» **TO DO**
Please recast all the data below as a JSON list of strings with one string per line, skipping any blank lines. Leave the pictures out of your answer.

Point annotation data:

>>>

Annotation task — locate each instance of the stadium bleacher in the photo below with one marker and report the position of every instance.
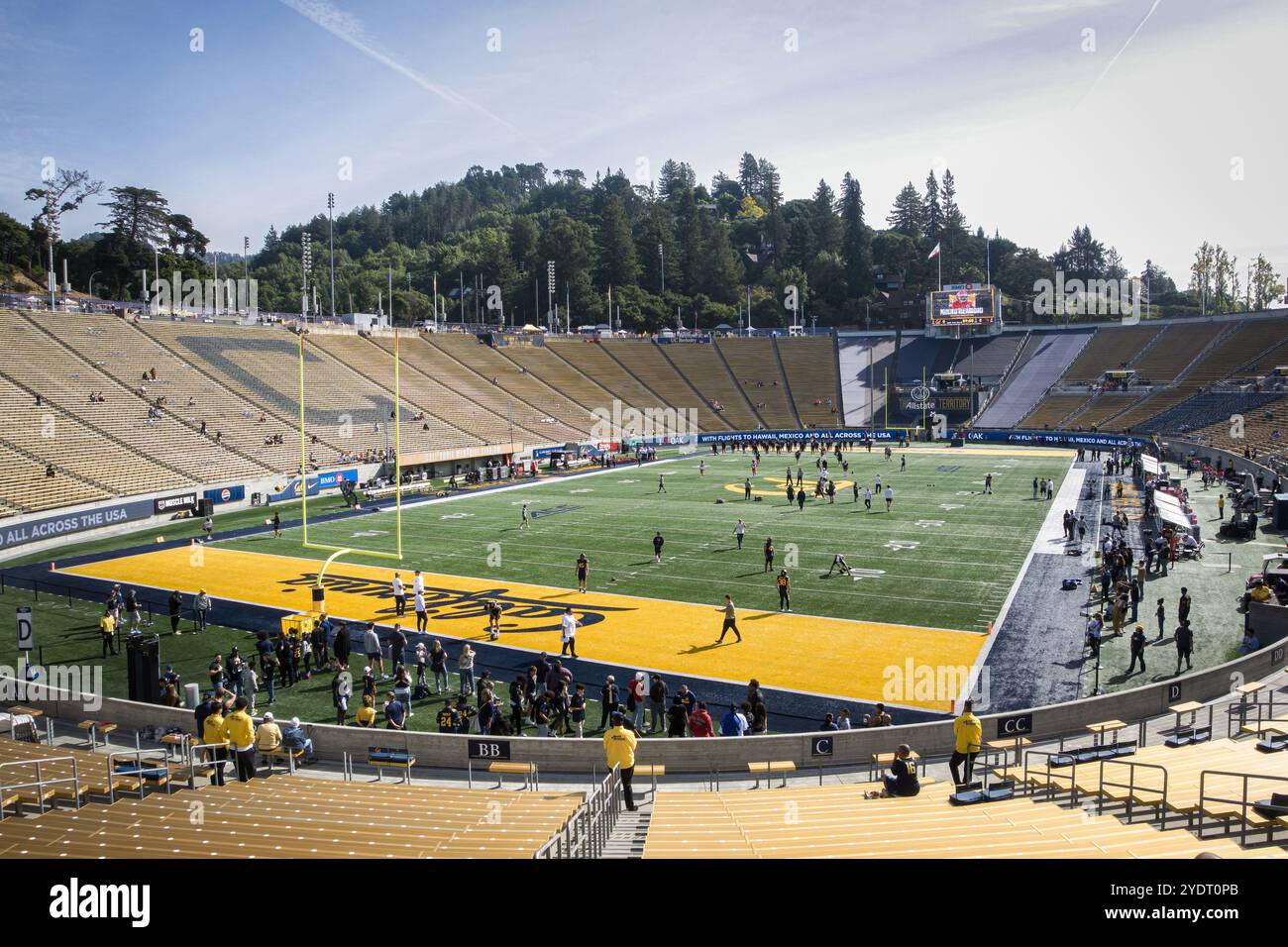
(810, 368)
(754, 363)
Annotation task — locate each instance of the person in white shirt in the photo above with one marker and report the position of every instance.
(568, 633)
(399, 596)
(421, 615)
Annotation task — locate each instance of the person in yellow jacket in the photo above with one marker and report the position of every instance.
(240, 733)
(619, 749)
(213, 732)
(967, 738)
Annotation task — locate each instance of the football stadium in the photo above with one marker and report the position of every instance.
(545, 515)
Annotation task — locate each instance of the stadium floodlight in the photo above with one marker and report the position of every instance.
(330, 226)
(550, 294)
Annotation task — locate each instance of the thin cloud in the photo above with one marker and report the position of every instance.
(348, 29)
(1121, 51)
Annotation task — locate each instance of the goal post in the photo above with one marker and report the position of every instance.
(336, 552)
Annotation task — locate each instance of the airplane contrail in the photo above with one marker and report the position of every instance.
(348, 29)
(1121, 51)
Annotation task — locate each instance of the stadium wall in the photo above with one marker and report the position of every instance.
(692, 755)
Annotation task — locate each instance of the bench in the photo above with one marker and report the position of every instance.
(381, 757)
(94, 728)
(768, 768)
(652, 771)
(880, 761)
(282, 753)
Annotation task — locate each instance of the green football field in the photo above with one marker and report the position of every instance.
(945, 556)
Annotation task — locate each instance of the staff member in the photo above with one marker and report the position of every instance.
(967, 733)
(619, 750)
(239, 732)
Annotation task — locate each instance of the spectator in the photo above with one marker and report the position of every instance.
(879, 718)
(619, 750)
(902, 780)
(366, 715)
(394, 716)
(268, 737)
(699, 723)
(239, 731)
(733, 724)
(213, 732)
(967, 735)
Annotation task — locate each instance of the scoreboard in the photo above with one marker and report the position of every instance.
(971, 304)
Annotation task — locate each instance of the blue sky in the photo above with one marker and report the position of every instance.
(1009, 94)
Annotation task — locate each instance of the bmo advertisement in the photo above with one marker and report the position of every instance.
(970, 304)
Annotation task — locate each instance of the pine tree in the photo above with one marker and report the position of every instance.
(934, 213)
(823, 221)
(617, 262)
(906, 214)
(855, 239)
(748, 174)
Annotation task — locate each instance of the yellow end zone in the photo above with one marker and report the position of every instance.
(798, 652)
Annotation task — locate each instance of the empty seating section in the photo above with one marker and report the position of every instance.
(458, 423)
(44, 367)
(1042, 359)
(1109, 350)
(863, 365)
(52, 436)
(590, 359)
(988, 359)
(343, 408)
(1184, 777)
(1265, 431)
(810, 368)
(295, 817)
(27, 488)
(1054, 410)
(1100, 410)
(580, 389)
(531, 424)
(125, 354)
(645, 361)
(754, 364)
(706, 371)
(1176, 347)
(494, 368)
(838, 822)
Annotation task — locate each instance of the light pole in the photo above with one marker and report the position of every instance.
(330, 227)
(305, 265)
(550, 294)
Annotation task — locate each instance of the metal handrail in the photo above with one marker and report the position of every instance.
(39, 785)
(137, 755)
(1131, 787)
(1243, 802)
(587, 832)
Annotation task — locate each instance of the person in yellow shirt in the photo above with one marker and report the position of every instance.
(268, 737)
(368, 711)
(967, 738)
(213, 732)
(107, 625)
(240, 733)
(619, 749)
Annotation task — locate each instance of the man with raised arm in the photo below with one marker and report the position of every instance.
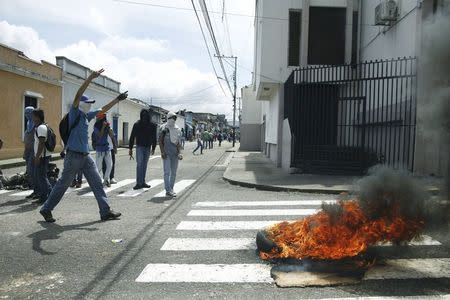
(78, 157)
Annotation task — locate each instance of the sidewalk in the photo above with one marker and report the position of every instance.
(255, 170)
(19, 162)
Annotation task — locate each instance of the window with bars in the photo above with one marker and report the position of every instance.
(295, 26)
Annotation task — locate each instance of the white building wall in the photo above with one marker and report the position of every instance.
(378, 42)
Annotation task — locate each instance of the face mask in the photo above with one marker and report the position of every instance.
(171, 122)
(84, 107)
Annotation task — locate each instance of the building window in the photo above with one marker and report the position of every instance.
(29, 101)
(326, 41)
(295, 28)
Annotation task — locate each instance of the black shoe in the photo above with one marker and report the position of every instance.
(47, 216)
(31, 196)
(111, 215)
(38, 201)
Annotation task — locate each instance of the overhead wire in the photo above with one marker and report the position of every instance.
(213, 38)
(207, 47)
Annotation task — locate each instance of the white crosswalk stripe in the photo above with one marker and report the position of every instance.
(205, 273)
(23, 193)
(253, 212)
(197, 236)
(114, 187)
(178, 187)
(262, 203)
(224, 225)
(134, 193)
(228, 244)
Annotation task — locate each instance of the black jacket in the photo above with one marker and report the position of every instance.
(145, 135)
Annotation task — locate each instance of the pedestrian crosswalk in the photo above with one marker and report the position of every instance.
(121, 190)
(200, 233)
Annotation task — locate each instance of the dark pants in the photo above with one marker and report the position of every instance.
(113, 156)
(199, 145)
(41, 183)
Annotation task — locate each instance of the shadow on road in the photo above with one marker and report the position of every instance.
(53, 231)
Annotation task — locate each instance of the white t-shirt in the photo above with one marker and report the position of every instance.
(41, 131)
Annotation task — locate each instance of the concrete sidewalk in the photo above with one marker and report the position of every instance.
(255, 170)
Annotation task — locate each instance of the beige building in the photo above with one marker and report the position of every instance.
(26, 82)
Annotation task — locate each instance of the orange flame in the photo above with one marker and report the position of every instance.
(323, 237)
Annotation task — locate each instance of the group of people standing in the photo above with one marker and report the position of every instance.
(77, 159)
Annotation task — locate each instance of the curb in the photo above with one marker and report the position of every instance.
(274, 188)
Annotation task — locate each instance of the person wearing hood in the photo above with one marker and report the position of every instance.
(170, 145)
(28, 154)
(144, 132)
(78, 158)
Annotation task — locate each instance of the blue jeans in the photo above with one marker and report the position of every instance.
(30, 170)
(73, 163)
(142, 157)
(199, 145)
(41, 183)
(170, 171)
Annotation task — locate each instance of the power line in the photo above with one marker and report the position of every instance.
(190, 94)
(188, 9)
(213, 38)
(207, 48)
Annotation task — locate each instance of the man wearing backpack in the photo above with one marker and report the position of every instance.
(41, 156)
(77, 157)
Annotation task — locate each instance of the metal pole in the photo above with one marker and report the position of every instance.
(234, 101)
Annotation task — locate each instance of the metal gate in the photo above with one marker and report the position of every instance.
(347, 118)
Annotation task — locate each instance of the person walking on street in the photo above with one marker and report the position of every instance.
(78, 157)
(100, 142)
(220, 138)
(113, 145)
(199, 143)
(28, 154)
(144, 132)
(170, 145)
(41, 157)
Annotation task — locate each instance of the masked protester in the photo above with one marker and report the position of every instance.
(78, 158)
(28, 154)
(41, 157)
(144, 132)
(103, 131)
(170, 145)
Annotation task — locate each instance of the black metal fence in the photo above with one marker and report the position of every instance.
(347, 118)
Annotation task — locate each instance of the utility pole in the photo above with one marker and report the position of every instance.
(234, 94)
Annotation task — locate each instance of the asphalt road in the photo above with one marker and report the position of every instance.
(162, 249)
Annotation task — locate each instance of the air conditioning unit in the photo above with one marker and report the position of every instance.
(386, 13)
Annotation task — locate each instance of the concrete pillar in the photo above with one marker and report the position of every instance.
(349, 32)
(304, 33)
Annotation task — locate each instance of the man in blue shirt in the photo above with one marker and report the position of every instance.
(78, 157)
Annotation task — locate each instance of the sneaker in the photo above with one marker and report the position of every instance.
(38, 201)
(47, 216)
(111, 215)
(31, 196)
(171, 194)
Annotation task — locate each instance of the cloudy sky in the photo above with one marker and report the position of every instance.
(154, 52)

<<<

» **IN RESPONSE**
[
  "Annotation task — locate each instance of the stadium bleacher in the photo below with one marker and report the position of every instance.",
  "(810, 368)",
  "(754, 363)",
  "Annotation task — locate each instance of the person in white shirt in the photo above with one marker and report the position of every instance.",
  "(568, 633)",
  "(399, 596)",
  "(421, 615)",
  "Annotation task — locate each instance of the person in yellow jacket in the photo above with one marker and report the position of every instance.",
  "(240, 733)",
  "(619, 749)",
  "(213, 732)",
  "(967, 738)",
  "Annotation task — locate each instance of the football stadium in the photo above with one marker and report the position of every instance.",
  "(545, 515)",
  "Annotation task — locate each instance of the stadium floodlight in the photo above with one marker and report the position of every instance.",
  "(330, 226)",
  "(550, 294)",
  "Annotation task — locate each instance of the thin cloud in the photo above with one marker and report the position of every instance.",
  "(348, 29)",
  "(1121, 51)",
  "Annotation task — locate each instance of the goal post in the photo above with one marker and report the position of every instance.",
  "(336, 552)",
  "Annotation task — locate each instance of the airplane contrail in the photo above with one marker and report the position of every instance.",
  "(348, 29)",
  "(1121, 51)",
  "Annotation task — locate each instance of the stadium wall in the photo above with one marker and report the position of every instance.",
  "(692, 755)",
  "Annotation task — locate each instance of the bench in the photo above with one marker and report the position of every instance.",
  "(381, 757)",
  "(94, 728)",
  "(768, 768)",
  "(652, 771)",
  "(880, 761)",
  "(282, 753)",
  "Annotation task — locate each instance of the green football field in the photo above with one marker and report the position of every instance.",
  "(945, 556)",
  "Annotation task — locate each instance of the staff member in the photo above with one marker and report the position of every instance.",
  "(967, 733)",
  "(619, 750)",
  "(239, 732)",
  "Annotation task — locate each instance of the spectator in the photo above with one marker and report the position of every instance.",
  "(879, 718)",
  "(619, 750)",
  "(902, 780)",
  "(366, 715)",
  "(394, 716)",
  "(268, 737)",
  "(699, 723)",
  "(239, 731)",
  "(733, 724)",
  "(213, 732)",
  "(967, 735)",
  "Annotation task — locate each instance of the scoreboard in the photo above with one marker and report the position of every instance.",
  "(971, 304)",
  "Annotation task — locate each instance of the blue sky in the photo above with one marker and report the position of every instance.",
  "(1009, 94)",
  "Annotation task — locate each instance of the bmo advertisement in the photo above with one marker and report the position of every instance.",
  "(970, 304)",
  "Annotation task — locate each instance of the pine tree in the photo above with one marker and report the position of every instance.",
  "(934, 213)",
  "(823, 221)",
  "(617, 262)",
  "(906, 214)",
  "(855, 239)",
  "(748, 174)",
  "Annotation task — locate each instance of the yellow end zone in the photo above with one marker and report the position of every instance.",
  "(798, 652)",
  "Annotation task — locate each instance of the empty seating section in the photo above with one marker and report the position of every instance.",
  "(458, 423)",
  "(44, 367)",
  "(1042, 359)",
  "(1109, 350)",
  "(863, 365)",
  "(52, 436)",
  "(590, 359)",
  "(988, 359)",
  "(343, 408)",
  "(1184, 777)",
  "(1265, 431)",
  "(810, 368)",
  "(295, 817)",
  "(27, 488)",
  "(1054, 410)",
  "(1100, 410)",
  "(580, 389)",
  "(531, 424)",
  "(125, 354)",
  "(645, 361)",
  "(754, 364)",
  "(706, 371)",
  "(1176, 347)",
  "(494, 368)",
  "(838, 822)",
  "Annotation task — locate each instance of the light pole in the photo above with one marker and report the position of every instance.",
  "(330, 227)",
  "(305, 265)",
  "(550, 294)",
  "Annotation task — locate each instance of the metal handrail in the photo above with one marker and report the position of every instance.",
  "(39, 785)",
  "(137, 755)",
  "(1131, 787)",
  "(1243, 802)",
  "(587, 832)",
  "Annotation task — locate each instance of the person in yellow shirt in the photo above with one marker and report the position of every instance.",
  "(268, 737)",
  "(368, 711)",
  "(967, 738)",
  "(213, 732)",
  "(107, 625)",
  "(240, 733)",
  "(619, 749)",
  "Annotation task — locate each instance of the man with raised arm in the photo below with one marker and report the position of every instance.",
  "(78, 157)",
  "Annotation task — locate each instance of the sidewalk in the photo above with one marker and report the position of every instance.",
  "(255, 170)",
  "(19, 162)",
  "Annotation task — locate each instance of the window with bars in the photo above with one marker and report the position of every instance.",
  "(295, 26)",
  "Annotation task — locate each instance of the white building wall in the photo above with one marker and report the position of every instance.",
  "(378, 42)",
  "Annotation task — locate each instance of the face mask in the photo above with one marker and report the position of every instance.",
  "(171, 122)",
  "(84, 107)",
  "Annotation task — locate each instance of the building window in the photo above with one marker and report the position of every instance.",
  "(29, 101)",
  "(326, 41)",
  "(295, 28)",
  "Annotation task — locate each instance of the black shoe in the photo above with one marker and report the position of every instance.",
  "(47, 216)",
  "(31, 196)",
  "(111, 215)",
  "(38, 201)",
  "Annotation task — locate each instance of the overhead wire in the photo above with one marker and report the position of every instance.",
  "(213, 38)",
  "(207, 47)",
  "Annotation task — locate each instance of the white crosswalk stripe in the photo above with one marker and report the position of every instance.",
  "(205, 273)",
  "(23, 193)",
  "(253, 212)",
  "(197, 236)",
  "(114, 187)",
  "(178, 187)",
  "(262, 203)",
  "(224, 225)",
  "(134, 193)",
  "(228, 244)",
  "Annotation task — locate each instance of the black jacket in the photo above with one marker and report the position of every instance.",
  "(145, 135)",
  "Annotation task — locate each instance of the pedestrian crosswalk in the photo above with one marker and report the position of every instance.",
  "(121, 190)",
  "(200, 233)",
  "Annotation task — locate each instance of the dark pants in the photo above with one marker and report the position of every instance.",
  "(113, 156)",
  "(199, 145)",
  "(41, 183)",
  "Annotation task — locate each instance of the shadow on road in the photo above with one marker and report the position of every instance.",
  "(53, 231)",
  "Annotation task — locate each instance of the white t-shirt in the photo above with one marker and report the position of every instance.",
  "(41, 131)",
  "Annotation task — locate each instance of the concrete sidewalk in the photo above with one marker and report the position of every instance.",
  "(255, 170)",
  "Annotation task — locate each instance of the beige building in the photo above with one marker and report the position of every instance.",
  "(26, 82)",
  "Annotation task — locate each instance of the orange flame in the photo above with one marker and report the position of every instance.",
  "(323, 237)",
  "Annotation task — locate each instance of the group of people standing in the photo above with one marker and report the position of every instance.",
  "(77, 159)",
  "Annotation task — locate each instance of the curb in the photo above with one marker and report the position of every instance.",
  "(274, 188)",
  "Annotation task — locate each instance of the person wearing hood in the photo above with one marker and report the position of every instance.",
  "(170, 145)",
  "(28, 154)",
  "(144, 132)",
  "(78, 158)",
  "Annotation task — locate each instance of the blue jeans in the photo above with one marker and report the position of every instance.",
  "(30, 170)",
  "(73, 163)",
  "(142, 157)",
  "(199, 145)",
  "(41, 183)",
  "(170, 171)",
  "Annotation task — locate each instance of the power line in the photo above with one marker and report the position of every instance.",
  "(190, 94)",
  "(188, 9)",
  "(213, 38)",
  "(207, 48)",
  "Annotation task — locate each instance of the man wearing backpack in the photo above with one marker and report the position of every instance.",
  "(41, 156)",
  "(77, 157)",
  "Annotation task — locate each instance of the metal pole in the photo above with one marker and report the position of every instance.",
  "(234, 101)",
  "Annotation task — locate each instance of the metal gate in the photo above with one marker and report the position of every instance.",
  "(347, 118)",
  "Annotation task — locate each instance of the person walking on street in the photo above with one marker and report the position of every instance.",
  "(78, 157)",
  "(100, 142)",
  "(220, 138)",
  "(113, 145)",
  "(199, 143)",
  "(28, 154)",
  "(144, 132)",
  "(170, 145)",
  "(41, 157)",
  "Annotation task — locate each instance of the masked protester in the photo above with one marker and report the position of every instance.",
  "(78, 158)",
  "(28, 154)",
  "(41, 157)",
  "(144, 132)",
  "(103, 131)",
  "(170, 145)",
  "Annotation task — locate each instance of the black metal fence in the photo above with one marker and report the position of every instance.",
  "(347, 118)",
  "Annotation task — locate each instance of the utility pole in the photo above with one marker and report the position of every instance.",
  "(234, 94)",
  "Annotation task — locate each instance of the asphalt road in the photo above with one marker and report the position of every instance.",
  "(162, 249)",
  "Annotation task — locate each instance of the air conditioning unit in the photo above with one marker and report the position of every instance.",
  "(386, 13)",
  "Annotation task — locate each instance of the concrete pillar in the photo above with one marker and report the position of every instance.",
  "(349, 32)",
  "(304, 33)",
  "Annotation task — locate each instance of the man in blue shirt in the photo above with one marker and report the position of every instance.",
  "(78, 157)",
  "Annotation task — locate each instance of the sneaker in the photo above with one marker and report the position of every instance.",
  "(38, 201)",
  "(47, 216)",
  "(111, 215)",
  "(31, 196)",
  "(171, 194)",
  "Annotation task — locate each instance of the cloudy sky in the photo above with one marker and report the position of every instance.",
  "(154, 52)"
]